◆ **Given request**: Edit the items below, replacing "marker" with "pin" wherever it occurs and leaving all other text unchanged.

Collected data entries

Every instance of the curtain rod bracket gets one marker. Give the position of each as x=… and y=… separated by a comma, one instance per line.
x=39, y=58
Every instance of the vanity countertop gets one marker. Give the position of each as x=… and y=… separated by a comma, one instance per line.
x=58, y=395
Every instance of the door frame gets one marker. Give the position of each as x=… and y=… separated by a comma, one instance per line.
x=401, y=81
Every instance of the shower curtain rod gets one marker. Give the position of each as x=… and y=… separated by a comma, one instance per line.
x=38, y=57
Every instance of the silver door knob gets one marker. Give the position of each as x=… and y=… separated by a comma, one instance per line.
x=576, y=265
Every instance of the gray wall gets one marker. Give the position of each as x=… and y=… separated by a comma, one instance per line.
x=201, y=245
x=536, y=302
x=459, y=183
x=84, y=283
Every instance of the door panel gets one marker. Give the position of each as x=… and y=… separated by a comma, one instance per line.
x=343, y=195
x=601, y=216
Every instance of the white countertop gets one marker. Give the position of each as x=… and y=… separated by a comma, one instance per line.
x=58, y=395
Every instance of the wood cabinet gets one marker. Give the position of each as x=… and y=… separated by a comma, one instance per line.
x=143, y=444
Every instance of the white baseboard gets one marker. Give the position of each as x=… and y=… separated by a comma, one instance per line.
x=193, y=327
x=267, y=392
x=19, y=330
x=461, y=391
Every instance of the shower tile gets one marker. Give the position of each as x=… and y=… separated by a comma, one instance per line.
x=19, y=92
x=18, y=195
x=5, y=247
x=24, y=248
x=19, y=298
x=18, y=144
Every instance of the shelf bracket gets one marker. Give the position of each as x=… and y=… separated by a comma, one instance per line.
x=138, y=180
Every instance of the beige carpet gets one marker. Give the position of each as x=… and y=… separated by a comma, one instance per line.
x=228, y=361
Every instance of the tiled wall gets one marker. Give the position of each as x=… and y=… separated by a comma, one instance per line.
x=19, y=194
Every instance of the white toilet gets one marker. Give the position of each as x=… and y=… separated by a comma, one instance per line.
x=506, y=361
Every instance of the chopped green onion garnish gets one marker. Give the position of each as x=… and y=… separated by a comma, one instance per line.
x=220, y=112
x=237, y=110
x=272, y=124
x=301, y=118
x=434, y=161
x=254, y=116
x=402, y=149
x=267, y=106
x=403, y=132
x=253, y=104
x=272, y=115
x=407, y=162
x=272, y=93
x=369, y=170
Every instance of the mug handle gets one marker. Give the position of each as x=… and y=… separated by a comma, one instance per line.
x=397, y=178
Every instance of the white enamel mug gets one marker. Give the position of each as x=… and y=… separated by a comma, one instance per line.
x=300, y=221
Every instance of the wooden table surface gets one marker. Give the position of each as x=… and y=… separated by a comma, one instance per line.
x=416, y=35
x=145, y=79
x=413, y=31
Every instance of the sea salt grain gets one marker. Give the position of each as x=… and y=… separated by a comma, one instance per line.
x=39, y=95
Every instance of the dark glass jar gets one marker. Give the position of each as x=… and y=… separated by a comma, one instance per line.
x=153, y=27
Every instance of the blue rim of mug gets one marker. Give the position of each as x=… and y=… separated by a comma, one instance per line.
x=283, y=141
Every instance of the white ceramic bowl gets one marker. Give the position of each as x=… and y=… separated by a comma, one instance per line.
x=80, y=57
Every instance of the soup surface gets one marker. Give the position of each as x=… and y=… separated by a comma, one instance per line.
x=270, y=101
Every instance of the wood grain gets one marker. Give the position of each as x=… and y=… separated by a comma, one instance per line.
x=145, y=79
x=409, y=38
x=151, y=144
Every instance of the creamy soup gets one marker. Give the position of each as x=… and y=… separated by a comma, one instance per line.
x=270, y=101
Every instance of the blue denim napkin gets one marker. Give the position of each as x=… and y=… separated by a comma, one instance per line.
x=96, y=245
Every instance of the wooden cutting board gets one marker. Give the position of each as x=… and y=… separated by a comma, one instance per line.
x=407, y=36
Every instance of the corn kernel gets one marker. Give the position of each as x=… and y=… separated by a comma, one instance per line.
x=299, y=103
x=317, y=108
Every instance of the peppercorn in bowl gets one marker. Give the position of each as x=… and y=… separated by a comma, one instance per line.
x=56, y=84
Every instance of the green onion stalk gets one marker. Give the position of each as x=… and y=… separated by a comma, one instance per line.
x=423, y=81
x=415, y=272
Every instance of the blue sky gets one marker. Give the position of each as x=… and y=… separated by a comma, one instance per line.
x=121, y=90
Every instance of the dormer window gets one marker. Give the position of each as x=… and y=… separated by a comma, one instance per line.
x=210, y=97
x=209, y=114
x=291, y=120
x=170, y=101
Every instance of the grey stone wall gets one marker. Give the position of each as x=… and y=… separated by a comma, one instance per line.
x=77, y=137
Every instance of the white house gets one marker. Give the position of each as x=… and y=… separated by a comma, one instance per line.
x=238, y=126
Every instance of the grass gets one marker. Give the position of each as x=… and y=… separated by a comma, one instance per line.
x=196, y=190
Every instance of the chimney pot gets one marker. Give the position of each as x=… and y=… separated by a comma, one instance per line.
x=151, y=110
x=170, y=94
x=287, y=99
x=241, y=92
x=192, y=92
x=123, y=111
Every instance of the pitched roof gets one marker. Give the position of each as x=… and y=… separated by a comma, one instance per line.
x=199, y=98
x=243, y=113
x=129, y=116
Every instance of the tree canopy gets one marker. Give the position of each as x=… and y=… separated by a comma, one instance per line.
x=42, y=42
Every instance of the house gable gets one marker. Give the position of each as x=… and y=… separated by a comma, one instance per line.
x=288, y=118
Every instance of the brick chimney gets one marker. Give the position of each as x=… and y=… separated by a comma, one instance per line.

◆ **Finished answer**:
Every instance of the curtain rod bracket gets one pin. Give the position of each as x=… and y=… separated by a comma, one instance per line.
x=39, y=58
Every instance of the vanity countertop gets one pin. Give the position of each as x=… and y=… separated by a comma, one instance per line.
x=58, y=395
Every instance of the door frame gets one pin. Give the position of each as x=… and y=… separated by a comma, one instance per line.
x=401, y=81
Every instance of the shower curtain rod gets one pin. Give the position of each as x=… and y=… separated by a comma, one instance per line.
x=38, y=57
Every instance of the silver door knob gets one pin. Give the position of each as x=… and y=… separated by a comma, one instance per line.
x=576, y=265
Every instance of the gray wall gets one pin. Give the position of each as x=… and y=… separated by a comma, one instance per line.
x=201, y=245
x=536, y=302
x=459, y=183
x=84, y=283
Every instance of the door panel gets one pin. Give the position of each as x=… and y=… separated by a comma, one instance per line.
x=343, y=195
x=601, y=216
Every instance of the white countertop gets one pin. Give the position of each as x=… and y=… separated by a comma, one instance per line.
x=58, y=395
Every instance of the wood cabinet gets one pin. Give the position of each as x=… and y=… separated by a comma, one instance per line.
x=143, y=444
Every instance of the white baseboard gets one pin. Give the position of each as x=… and y=… separated by a comma, one instance per line.
x=193, y=327
x=267, y=392
x=19, y=330
x=461, y=391
Every instance of the shower tile gets one pin. Give the position of each as x=… and y=… separated by a comma, one instance per line.
x=19, y=92
x=18, y=195
x=5, y=247
x=24, y=248
x=19, y=298
x=18, y=144
Every instance of the shelf bracket gets one pin. Give the position of each as x=… and y=… separated by a comma, one instance per line.
x=138, y=180
Every instance of the beige carpet gets one pin. Give the position of each as x=… and y=… separated by a comma, one instance per line.
x=228, y=361
Every instance of the tiled wall gets one pin. Give the position of each as x=… and y=… separated by a comma, one instance per line.
x=19, y=194
Every instance of the white toilet gets one pin. Give the position of each as x=… and y=… separated by a comma, one instance per line.
x=506, y=361
Every instance of the chopped green onion garnish gets one pin. Give the position of each as x=… and y=… separated by a comma, one instance per line.
x=220, y=112
x=237, y=110
x=272, y=124
x=301, y=118
x=434, y=161
x=254, y=116
x=402, y=149
x=267, y=106
x=403, y=132
x=253, y=104
x=272, y=115
x=407, y=162
x=272, y=93
x=369, y=170
Every instance of the mug handle gets one pin. Give the position of each as x=… and y=… separated by a comma, one instance per line.
x=397, y=178
Every instance of the white enamel mug gets one pin. Give the position of each as x=… and y=… separated by a comma, one instance per line.
x=300, y=221
Every instance of the wooden table surface gets one pin. Give the position of each as x=… and y=… separated by a comma, one instance per line.
x=416, y=35
x=145, y=79
x=413, y=31
Every instance of the sea salt grain gets one pin. Give the position of each as x=… and y=… separated by a comma, one instance per line.
x=39, y=95
Every instance of the dark glass jar gets one pin. Give the position of each as x=… and y=… separated by a comma, one instance per line.
x=153, y=27
Every instance of the blue rim of mug gets one pin. Give the position of each as x=… and y=… separated by a comma, one instance per line.
x=283, y=141
Every instance of the white ceramic bowl gets one pin. Give the position of each as x=… and y=… separated by a comma, one instance per line.
x=80, y=57
Every instance of the soup surface gets one pin. Give the position of each as x=… and y=… separated by a comma, one instance per line.
x=270, y=101
Every instance of the wood grain gets one pin. Give the position of each as x=… and y=… separated by a comma, one instance per line.
x=145, y=79
x=409, y=38
x=151, y=144
Every instance of the creamy soup gets one pin. Give the position of each as x=… and y=… separated by a comma, one instance per line.
x=270, y=101
Every instance of the blue denim napkin gets one pin. Give the position of each as x=… and y=… separated by a comma, one instance per line.
x=96, y=245
Every instance of the wooden cutting board gets one pin. Give the position of each as x=… and y=… separated by a comma, one instance per line.
x=407, y=36
Every instance of the corn kernel gets one pin. Give the position of each as x=… and y=… separated by a comma, one instance per line.
x=299, y=103
x=317, y=108
Every instance of the peppercorn in bowl gets one pin. Give the position of each as x=… and y=… separated by a comma, one instance per line.
x=56, y=84
Every instance of the green onion stalk gets one pin. Give the position of each as x=… and y=… separated by a comma, one instance per line.
x=423, y=81
x=415, y=272
Every instance of the blue sky gets one pin. Give the position of each as x=… and y=… separated by a comma, one instance per line.
x=121, y=90
Every instance of the dormer window gets one pin. Give the position of each as x=… and y=… separated by a comma, one instance per line.
x=210, y=97
x=209, y=114
x=291, y=120
x=170, y=101
Every instance of the grey stone wall gets one pin. Give the position of each as x=… and y=… separated by a comma, one instance per line.
x=77, y=137
Every instance of the white house gets one pin. Give the position of each as x=… and y=… separated by a comma, one instance per line.
x=238, y=126
Every instance of the grass gets one pin. Give the position of each as x=… and y=… separated by a comma, one instance per line.
x=196, y=190
Every instance of the chimney pot gets one pin. Give the position of each as x=… and y=… separated by a comma, one instance per line.
x=151, y=110
x=170, y=94
x=287, y=99
x=241, y=92
x=192, y=92
x=123, y=111
Every instance of the pitched roof gets one pin. Give the position of each as x=… and y=… separated by a comma, one instance per line.
x=199, y=98
x=243, y=113
x=129, y=116
Every instance of the tree canopy gets one pin. Give the position of each as x=… and y=… separated by a comma, one instance per line.
x=42, y=42
Every instance of the house gable gets one pin. Give the position of each as x=… and y=… separated by a comma, one instance per line.
x=288, y=118
Every instance of the brick chimney gets one pin. Give the position of each as x=… and y=… separated by a comma, one instance per line.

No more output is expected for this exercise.